━━━ ROWS

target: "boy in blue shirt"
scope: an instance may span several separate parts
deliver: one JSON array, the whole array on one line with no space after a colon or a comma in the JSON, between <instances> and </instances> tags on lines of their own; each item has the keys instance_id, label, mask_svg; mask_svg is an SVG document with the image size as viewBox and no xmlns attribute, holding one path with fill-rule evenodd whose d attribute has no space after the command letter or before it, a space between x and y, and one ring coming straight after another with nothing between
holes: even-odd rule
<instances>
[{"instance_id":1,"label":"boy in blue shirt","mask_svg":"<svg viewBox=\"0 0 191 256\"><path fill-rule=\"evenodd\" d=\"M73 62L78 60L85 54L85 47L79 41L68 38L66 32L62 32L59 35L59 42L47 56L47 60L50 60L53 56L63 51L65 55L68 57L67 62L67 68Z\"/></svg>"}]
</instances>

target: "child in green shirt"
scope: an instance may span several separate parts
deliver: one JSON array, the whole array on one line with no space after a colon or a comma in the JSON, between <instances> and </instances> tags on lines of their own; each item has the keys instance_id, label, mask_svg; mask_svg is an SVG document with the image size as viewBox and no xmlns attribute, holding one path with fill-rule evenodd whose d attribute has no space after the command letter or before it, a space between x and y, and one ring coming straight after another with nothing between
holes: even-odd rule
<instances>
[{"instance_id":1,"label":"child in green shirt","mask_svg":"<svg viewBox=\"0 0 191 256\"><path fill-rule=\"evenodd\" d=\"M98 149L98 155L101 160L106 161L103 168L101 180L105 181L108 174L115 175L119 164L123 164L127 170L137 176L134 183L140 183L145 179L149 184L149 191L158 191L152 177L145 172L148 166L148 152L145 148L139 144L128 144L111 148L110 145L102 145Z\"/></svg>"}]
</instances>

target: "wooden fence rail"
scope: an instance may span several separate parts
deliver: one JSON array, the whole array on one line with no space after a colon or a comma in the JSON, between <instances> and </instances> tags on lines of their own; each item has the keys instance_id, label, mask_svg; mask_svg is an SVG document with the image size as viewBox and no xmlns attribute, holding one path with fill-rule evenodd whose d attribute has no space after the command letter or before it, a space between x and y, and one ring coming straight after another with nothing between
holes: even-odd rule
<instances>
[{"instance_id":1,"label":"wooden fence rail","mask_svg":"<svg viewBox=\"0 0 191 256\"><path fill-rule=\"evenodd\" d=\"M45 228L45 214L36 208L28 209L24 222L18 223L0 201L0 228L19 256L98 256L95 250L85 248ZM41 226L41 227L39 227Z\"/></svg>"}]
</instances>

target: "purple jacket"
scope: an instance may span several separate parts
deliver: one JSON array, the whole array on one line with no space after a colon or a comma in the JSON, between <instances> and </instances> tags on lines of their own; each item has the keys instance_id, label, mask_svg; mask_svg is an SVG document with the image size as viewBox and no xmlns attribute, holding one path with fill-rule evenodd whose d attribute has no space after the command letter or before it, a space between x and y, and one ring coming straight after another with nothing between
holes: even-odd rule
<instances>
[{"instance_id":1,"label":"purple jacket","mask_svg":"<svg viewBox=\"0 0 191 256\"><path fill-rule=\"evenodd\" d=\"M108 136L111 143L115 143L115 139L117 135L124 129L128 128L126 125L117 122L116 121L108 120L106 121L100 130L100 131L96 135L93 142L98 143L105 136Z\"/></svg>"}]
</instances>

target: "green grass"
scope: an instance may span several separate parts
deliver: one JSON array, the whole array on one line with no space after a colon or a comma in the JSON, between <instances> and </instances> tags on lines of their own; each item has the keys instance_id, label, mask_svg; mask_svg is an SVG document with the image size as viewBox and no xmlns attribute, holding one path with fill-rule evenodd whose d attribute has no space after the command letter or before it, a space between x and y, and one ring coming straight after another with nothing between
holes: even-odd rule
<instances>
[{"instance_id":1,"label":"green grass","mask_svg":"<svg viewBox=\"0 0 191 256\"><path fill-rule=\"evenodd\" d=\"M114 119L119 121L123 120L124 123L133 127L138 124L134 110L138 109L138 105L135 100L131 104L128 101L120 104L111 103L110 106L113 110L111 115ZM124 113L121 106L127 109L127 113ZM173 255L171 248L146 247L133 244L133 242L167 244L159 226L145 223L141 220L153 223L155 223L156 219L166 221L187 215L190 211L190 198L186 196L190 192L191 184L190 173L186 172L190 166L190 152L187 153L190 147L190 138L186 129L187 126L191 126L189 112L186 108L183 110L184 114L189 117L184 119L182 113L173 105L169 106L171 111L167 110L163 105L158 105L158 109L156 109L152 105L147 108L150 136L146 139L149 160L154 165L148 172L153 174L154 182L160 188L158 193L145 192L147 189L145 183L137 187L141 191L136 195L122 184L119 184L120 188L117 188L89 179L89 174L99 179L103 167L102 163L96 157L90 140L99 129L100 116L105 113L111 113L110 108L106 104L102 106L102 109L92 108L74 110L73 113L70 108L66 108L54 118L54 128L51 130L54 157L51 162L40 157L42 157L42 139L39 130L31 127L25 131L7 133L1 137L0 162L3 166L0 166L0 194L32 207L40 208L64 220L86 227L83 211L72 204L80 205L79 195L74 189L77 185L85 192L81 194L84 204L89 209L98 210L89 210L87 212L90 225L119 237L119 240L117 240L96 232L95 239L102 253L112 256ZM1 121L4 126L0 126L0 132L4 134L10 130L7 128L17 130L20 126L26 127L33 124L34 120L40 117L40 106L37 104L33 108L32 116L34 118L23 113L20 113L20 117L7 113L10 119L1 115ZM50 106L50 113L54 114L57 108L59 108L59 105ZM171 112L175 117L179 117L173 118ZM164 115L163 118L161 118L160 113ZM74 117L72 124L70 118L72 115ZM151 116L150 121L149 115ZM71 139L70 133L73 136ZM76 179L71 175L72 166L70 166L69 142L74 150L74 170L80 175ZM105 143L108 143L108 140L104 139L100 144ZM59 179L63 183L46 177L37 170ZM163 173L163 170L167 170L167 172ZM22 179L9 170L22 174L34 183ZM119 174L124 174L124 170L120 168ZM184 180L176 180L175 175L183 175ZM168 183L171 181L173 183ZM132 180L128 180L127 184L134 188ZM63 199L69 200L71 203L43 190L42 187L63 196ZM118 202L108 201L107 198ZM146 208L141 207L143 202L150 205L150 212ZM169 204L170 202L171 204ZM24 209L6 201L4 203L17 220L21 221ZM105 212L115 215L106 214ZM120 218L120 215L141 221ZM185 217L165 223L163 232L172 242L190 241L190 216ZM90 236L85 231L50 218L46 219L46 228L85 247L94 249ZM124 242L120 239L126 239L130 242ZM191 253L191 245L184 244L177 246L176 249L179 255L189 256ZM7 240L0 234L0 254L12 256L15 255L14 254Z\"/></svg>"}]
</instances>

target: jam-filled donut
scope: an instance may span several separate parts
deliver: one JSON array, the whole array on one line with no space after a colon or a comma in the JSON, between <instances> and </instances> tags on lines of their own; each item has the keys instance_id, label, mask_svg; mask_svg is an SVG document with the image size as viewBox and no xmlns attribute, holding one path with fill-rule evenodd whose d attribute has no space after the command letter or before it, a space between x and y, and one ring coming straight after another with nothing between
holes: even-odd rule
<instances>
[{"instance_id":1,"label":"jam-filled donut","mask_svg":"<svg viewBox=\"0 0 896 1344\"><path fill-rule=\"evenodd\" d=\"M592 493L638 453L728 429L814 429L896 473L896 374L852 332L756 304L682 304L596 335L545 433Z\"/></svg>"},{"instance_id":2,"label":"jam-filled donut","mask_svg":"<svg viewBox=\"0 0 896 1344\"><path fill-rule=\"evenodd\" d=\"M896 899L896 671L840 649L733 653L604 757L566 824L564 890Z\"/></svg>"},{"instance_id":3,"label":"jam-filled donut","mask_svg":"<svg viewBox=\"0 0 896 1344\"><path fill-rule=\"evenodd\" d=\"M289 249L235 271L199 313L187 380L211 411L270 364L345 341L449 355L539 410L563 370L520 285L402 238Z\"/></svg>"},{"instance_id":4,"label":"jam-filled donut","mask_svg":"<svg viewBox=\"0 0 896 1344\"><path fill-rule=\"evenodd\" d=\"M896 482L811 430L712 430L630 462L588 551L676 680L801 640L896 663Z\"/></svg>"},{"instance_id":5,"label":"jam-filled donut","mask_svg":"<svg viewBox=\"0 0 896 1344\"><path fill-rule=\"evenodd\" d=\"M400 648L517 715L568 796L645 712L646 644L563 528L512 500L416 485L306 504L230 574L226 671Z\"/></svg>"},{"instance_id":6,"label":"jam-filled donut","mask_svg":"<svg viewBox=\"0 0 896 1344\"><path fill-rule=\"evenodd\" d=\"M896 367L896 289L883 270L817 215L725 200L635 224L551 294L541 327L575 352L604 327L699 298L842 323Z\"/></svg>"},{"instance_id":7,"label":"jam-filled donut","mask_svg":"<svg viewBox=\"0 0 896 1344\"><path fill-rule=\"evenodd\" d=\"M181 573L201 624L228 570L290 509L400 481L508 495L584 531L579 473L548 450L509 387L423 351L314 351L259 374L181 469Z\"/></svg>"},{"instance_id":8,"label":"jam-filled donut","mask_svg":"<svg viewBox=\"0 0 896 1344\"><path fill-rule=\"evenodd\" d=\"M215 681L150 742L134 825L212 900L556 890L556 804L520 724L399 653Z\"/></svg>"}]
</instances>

━━━━━━

** WHAT YOU NEED TO DO **
Pull out every line of the entries above that contains the string "target". Letter case matters.

** FINISHED EXERCISE **
target: "boy in blue shirt"
target: "child in green shirt"
target: "wooden fence rail"
target: "purple jacket"
target: "green grass"
target: jam-filled donut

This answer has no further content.